--- DOCUMENT SEGMENT Enclosed Below ---

From the book, Philanthropy: Voluntary Action for the Public Good, by Robert L. Payton

Do all that you can to seem good, for that can be infinitely useful. But since false opinions do not last, it will be difficult to seem good for very long, if you are really not.

Francesco Guicciardini
Maxims and Reflections

The best philanthropy, the help that does the most good and the least harm, the help that nourishes civilization at its very root, that most widely disseminates health, righteousness, and happiness, is not what is usually called charity. It is, in my judgment, the investment of effort or time or money, carefully considered with relation to the power of employing people at a remunerative wage, to expand and develop the resources at hand, and to give opportunity for progress and healthful labor where it did not exist before. No mere money-giving is comparable to this in its lasting and beneficial results.

If, as I am accustomed to think, that statement is a correct one, how vast indeed is the philanthropic field! It may be urged that the daily vocation of life is one thing, and the work of philanthropy quite another. I have no sympathy with this notion. The man who plans to do all his giving on Sunday is a poor prop for the institutions of the country.

The excuse for referring so often to the busy man of affairs is that his help is most needed. I know of men who have followed out this large plan of developing work, not as a temporary matter, but as a matter of permanent principle. These men have taken up doubtful enterprises and carried them through to success often at great risk, and in the face of great skepticism, not as a matter only of personal profit, but in the larger spirit of general uplift. (John D. Rockefeller, Random Reminiscences of Men and Events, p. 93. Emphasis added.)

Rockefeller's little book is filled with such advice, expressed with simple clarity. If, as Maimonides said and as most people seem to believe, the highest and finest form of charity is to take another man into your business, to give him honest work so that he can sustain himself, one might agree that "The man will be most successful who confers the greatest service on the world."

I stood (until February 1987) in some broken line relationship to John D. Rockefeller. The Standard Oil Company he created was divided into 34 parts in 1911, one of which was Standard Oil Company of New Jersey, the company that became known as Exxon Corporation in 1972 and that provides the funds for the work of the Exxon Education Foundation.

--- End of Enclosed DOCUMENT SEGMENT ---
--- RECORDS PROVIDED Enclosed Below ---

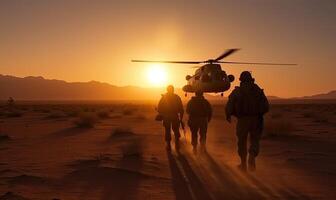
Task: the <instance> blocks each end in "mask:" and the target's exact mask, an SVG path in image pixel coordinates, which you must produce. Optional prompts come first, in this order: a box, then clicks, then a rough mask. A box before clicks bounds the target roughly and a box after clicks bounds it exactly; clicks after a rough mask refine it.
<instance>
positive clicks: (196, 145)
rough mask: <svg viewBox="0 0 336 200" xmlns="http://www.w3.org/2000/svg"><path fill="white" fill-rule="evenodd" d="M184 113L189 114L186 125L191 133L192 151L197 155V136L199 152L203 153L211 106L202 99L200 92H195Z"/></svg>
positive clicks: (204, 100)
mask: <svg viewBox="0 0 336 200" xmlns="http://www.w3.org/2000/svg"><path fill="white" fill-rule="evenodd" d="M186 111H187V113H188V114H189V120H188V125H189V127H190V131H191V144H192V145H193V151H194V153H197V144H198V134H199V136H200V144H201V150H202V151H205V143H206V134H207V128H208V123H209V122H210V120H211V116H212V109H211V105H210V103H209V102H208V101H207V100H206V99H205V98H204V96H203V93H202V92H196V93H195V96H194V97H192V98H191V100H190V101H189V102H188V104H187V109H186Z"/></svg>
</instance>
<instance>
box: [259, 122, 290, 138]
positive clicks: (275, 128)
mask: <svg viewBox="0 0 336 200" xmlns="http://www.w3.org/2000/svg"><path fill="white" fill-rule="evenodd" d="M293 131H294V124H293V123H292V122H291V121H289V120H286V119H280V120H279V119H277V120H273V119H266V120H265V124H264V136H265V137H281V136H290V135H291V133H292V132H293Z"/></svg>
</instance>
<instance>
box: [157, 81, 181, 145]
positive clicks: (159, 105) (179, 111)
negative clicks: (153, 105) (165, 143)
mask: <svg viewBox="0 0 336 200" xmlns="http://www.w3.org/2000/svg"><path fill="white" fill-rule="evenodd" d="M158 112H159V114H160V115H161V116H162V118H163V126H164V128H165V140H166V143H167V146H166V148H167V150H168V151H170V149H171V145H170V141H171V129H172V130H173V132H174V136H175V148H176V149H178V148H179V138H180V131H179V127H180V122H181V121H182V119H183V113H184V110H183V105H182V101H181V98H180V97H179V96H178V95H176V94H174V87H173V86H172V85H169V86H168V87H167V93H166V94H164V95H162V97H161V99H160V101H159V105H158Z"/></svg>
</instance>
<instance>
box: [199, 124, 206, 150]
mask: <svg viewBox="0 0 336 200" xmlns="http://www.w3.org/2000/svg"><path fill="white" fill-rule="evenodd" d="M207 130H208V121H207V120H206V119H204V120H202V121H201V124H200V143H201V147H202V149H203V150H205V144H206V136H207Z"/></svg>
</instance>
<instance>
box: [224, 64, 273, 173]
mask: <svg viewBox="0 0 336 200" xmlns="http://www.w3.org/2000/svg"><path fill="white" fill-rule="evenodd" d="M239 80H240V86H239V87H236V88H235V89H234V90H233V91H232V92H231V94H230V95H229V99H228V102H227V105H226V119H227V121H228V122H231V116H232V115H233V116H236V117H237V118H238V122H237V127H236V134H237V137H238V154H239V156H240V159H241V163H240V165H239V167H240V168H241V169H242V170H244V171H245V170H246V169H247V163H246V161H247V138H248V136H250V147H249V150H248V154H249V157H248V168H249V170H251V171H254V170H256V160H255V159H256V157H257V156H258V154H259V141H260V139H261V136H262V131H263V115H264V114H265V113H266V112H268V109H269V103H268V100H267V98H266V96H265V94H264V91H263V90H262V89H261V88H260V87H259V86H258V85H257V84H255V83H254V79H253V78H252V75H251V73H250V72H248V71H244V72H242V73H241V75H240V78H239Z"/></svg>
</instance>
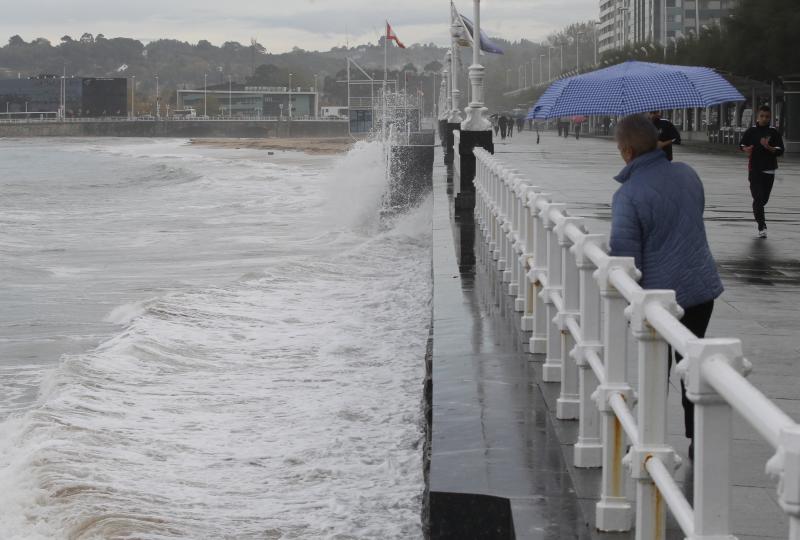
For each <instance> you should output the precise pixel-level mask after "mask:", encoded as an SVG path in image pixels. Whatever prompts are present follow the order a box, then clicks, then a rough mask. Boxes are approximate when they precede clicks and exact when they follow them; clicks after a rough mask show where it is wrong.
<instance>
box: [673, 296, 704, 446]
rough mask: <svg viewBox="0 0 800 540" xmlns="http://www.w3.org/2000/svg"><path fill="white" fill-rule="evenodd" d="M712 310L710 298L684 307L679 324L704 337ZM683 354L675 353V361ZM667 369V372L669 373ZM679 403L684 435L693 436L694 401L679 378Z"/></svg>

--- End of Enclosed RECORDS PROVIDED ---

WORK TO COMPLETE.
- 1) Answer these from the philanthropy excerpt:
(a) Into how many parts was the Standard Oil Company divided in 1911?
(b) In what year did Standard Oil Company of New Jersey become known as Exxon Corporation?
(c) What does the excerpt say Maimonides called the highest and finest form of charity?
- 2) Using the philanthropy excerpt, say whether each statement agrees with it. Answer yes or no and quote the words that decide it.
(a) The quoted Rockefeller passage comes from page 93 of Random Reminiscences of Men and Events.
(b) Rockefeller holds that mere money-giving matches job-creating investment in its lasting results.
(c) Exxon Corporation funds the work of the Exxon Education Foundation.
- 3) Carry the philanthropy excerpt forward from its final sentence.

ANSWERS BY ITEM.
- 1)
(a) 34 parts.
(b) 1972.
(c) To take another man into your business, to give him honest work so that he can sustain himself.

- 2)
(a) Yes: "(John D. Rockefeller, Random Reminiscences of Men and Events, p. 93. Emphasis added.)"
(b) No: "No mere money-giving is comparable to this in its lasting and beneficial results."
(c) Yes: "the company that became known as Exxon Corporation in 1972 and that provides the funds for the work of the Exxon Education Foundation."

- 3)
"If the people of the world can be educated to help themselves," he wrote, "we strike at the root of many of the evils of the world" (p. 98). By 1908, when Rockefeller wrote those words, he had contributed most of the $35 million that helped to establish the University of Chicago.

It is my belief that the principal cause for the economic differences between people is their difference in personality, and that it is only as we can assist in the wider distribution of those qualities which go to make up a strong personality that we can assist in the wider distribution of wealth. Under normal conditions the man who is strong in body, in mind, in character, and in will need never suffer want. But these qualities can never be developed in a man unless by his own efforts, and the most that any other can do f-or him is, as I have said, to help him to help himself. (P. 100. Emphasis added.)

Many have believed that education is the means by which such qualities of "personality" are developed. Others have argued for the tenets of religion, for the nurturing support of the family, for the character-building qualities of competitive sports. Others speak of "cultural values"; the British economist P. T. Bauer argues that the uneven development of Third World countries is more than anything else the result of the different weight and importance put on economic achievement and efficiency. No amount of central planning, says Bauer, will overcome those profound cultural differences.

I think Bauer and Rockefeller would agree: What is most needed in poor countries is a change in their character, in their "personality" as Rockefeller put it, in the value they put on economic performance.

Neither of the major political parties in the United States would disagree with the premise that the most important thing any society can do is to have a strong private-sector economy that will provide work for substantially everyone. The emphasis is different, and exaggerated in the rhetoric of a presidential campaign year, but the basic premises are accepted by both parties.

It is not simply a matter of the distribution of goods: It does matter how they are produced as well as distributed. As Rockefeller said, "The only thing which is of lasting benefit to a man is that which he does for himself. Money which comes to him without effort on his part is seldom a benefit and often a curse" (P. 98. Emphasis added.). If self-worth is a value of fundamental importance, self-help is essential. "If we can help people to help themselves, then there is a permanent blessing conferred."